Gather every line of the material below that contains the string "foliage", with uppercase and lowercase letters matching exactly.

- Saved data entries -
______

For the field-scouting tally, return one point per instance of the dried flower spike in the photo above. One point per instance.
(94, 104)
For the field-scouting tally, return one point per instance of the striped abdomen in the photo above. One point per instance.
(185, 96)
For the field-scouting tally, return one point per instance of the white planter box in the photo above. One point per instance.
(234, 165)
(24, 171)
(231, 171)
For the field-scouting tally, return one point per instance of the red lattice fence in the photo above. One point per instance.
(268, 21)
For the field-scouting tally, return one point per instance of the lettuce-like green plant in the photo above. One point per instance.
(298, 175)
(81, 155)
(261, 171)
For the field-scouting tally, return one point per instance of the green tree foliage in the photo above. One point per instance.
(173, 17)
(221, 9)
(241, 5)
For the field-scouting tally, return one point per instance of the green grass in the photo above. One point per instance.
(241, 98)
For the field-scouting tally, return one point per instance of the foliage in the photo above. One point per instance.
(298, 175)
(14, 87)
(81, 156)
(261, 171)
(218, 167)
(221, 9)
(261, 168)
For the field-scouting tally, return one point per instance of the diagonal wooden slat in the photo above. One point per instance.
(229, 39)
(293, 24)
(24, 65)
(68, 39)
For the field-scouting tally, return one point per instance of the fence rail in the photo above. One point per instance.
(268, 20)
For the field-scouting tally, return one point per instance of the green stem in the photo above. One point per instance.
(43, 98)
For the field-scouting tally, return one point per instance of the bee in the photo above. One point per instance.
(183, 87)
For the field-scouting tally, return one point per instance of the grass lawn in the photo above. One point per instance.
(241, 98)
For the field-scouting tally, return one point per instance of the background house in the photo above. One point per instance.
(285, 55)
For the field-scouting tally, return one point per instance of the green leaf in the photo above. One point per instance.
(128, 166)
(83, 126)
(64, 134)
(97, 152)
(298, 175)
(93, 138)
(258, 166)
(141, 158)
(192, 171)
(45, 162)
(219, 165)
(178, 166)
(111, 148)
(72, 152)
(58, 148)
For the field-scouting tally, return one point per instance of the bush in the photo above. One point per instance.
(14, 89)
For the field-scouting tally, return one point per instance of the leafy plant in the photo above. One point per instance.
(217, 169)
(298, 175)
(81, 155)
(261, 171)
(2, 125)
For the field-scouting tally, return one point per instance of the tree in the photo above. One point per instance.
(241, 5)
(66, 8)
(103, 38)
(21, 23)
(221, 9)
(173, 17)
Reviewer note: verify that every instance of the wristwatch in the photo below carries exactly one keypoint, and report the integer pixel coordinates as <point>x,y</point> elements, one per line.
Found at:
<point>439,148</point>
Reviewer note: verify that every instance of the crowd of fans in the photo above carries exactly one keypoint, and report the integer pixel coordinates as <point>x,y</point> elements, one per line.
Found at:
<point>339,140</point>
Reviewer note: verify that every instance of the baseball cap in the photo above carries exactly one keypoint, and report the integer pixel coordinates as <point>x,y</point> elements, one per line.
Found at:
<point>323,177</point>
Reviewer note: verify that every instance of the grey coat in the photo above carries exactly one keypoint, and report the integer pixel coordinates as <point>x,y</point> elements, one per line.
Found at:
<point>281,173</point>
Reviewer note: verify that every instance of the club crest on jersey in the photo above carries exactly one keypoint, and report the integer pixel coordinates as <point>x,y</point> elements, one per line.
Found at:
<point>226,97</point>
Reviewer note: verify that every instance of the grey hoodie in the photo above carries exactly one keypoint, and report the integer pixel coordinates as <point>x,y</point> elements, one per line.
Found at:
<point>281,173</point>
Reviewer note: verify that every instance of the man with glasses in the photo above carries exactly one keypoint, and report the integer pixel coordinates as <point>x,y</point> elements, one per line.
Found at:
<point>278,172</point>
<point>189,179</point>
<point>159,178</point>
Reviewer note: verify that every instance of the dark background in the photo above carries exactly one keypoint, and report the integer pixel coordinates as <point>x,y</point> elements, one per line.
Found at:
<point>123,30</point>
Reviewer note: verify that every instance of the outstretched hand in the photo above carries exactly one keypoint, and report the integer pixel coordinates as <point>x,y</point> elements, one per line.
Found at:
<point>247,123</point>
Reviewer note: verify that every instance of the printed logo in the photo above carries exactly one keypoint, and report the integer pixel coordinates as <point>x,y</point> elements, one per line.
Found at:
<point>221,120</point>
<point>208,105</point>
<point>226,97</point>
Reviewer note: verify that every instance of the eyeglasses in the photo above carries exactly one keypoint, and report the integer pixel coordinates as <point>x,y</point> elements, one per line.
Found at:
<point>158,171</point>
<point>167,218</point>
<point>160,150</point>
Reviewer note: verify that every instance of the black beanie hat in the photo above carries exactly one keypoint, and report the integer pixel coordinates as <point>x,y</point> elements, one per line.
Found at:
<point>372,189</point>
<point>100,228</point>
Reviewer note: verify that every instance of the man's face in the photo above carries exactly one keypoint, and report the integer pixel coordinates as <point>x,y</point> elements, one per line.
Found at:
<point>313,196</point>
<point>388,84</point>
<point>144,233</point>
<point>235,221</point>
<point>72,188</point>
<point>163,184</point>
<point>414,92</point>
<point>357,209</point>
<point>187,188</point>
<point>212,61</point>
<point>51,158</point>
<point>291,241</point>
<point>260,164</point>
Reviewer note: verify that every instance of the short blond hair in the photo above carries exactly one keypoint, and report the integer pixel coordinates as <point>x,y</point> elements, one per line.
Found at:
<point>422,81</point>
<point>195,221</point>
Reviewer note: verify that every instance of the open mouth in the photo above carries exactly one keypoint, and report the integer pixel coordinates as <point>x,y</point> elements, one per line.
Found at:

______

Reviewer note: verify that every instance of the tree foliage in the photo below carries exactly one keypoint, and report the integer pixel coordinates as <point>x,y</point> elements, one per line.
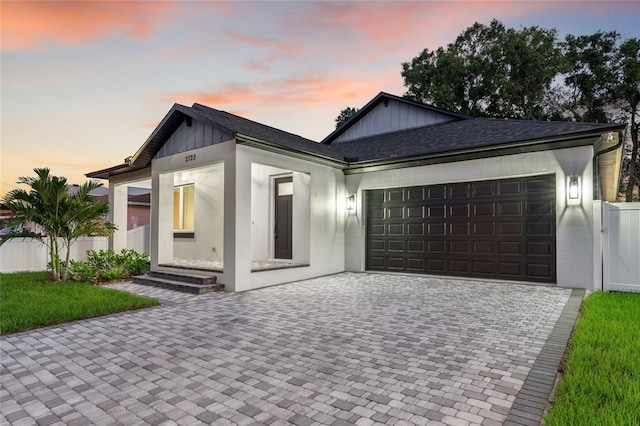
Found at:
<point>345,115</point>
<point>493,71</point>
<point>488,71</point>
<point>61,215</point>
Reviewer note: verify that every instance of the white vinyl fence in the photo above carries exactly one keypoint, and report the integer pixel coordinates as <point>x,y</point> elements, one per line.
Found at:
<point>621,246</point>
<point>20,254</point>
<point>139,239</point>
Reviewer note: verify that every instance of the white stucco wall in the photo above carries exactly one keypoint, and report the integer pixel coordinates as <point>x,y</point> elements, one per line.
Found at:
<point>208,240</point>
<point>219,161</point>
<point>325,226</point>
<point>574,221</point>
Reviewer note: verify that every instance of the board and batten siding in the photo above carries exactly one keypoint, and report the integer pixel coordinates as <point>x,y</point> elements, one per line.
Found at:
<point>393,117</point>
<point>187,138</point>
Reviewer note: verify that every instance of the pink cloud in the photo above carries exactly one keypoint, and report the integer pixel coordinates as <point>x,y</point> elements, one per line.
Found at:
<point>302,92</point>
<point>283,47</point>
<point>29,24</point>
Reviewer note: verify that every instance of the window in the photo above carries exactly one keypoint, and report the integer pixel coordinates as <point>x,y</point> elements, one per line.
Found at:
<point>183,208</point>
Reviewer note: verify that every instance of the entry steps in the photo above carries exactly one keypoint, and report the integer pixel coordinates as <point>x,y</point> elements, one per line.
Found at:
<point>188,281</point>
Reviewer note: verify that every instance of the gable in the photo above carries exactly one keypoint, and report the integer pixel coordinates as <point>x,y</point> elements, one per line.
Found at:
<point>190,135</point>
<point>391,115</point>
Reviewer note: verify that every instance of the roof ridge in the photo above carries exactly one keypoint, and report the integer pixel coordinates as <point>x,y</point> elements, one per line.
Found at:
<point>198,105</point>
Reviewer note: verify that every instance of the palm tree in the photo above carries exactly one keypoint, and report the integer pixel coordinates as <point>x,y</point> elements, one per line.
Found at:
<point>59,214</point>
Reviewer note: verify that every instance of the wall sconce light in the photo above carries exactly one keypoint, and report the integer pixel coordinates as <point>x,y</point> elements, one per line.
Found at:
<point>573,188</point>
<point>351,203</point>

______

- IN RESPONSE -
For the field-scouting tally, return one point per instance of the green tree foliage in the photo above. One point per instance.
For the field-scouting tally, return one point per instance of the foliage in the photo above. One point per instance.
Reviewer note: verify that every instance of the tree foliage in the photo below carries exactly one keypoint, and report the integer pixel coordinates as <point>x,y</point> elements, one per line.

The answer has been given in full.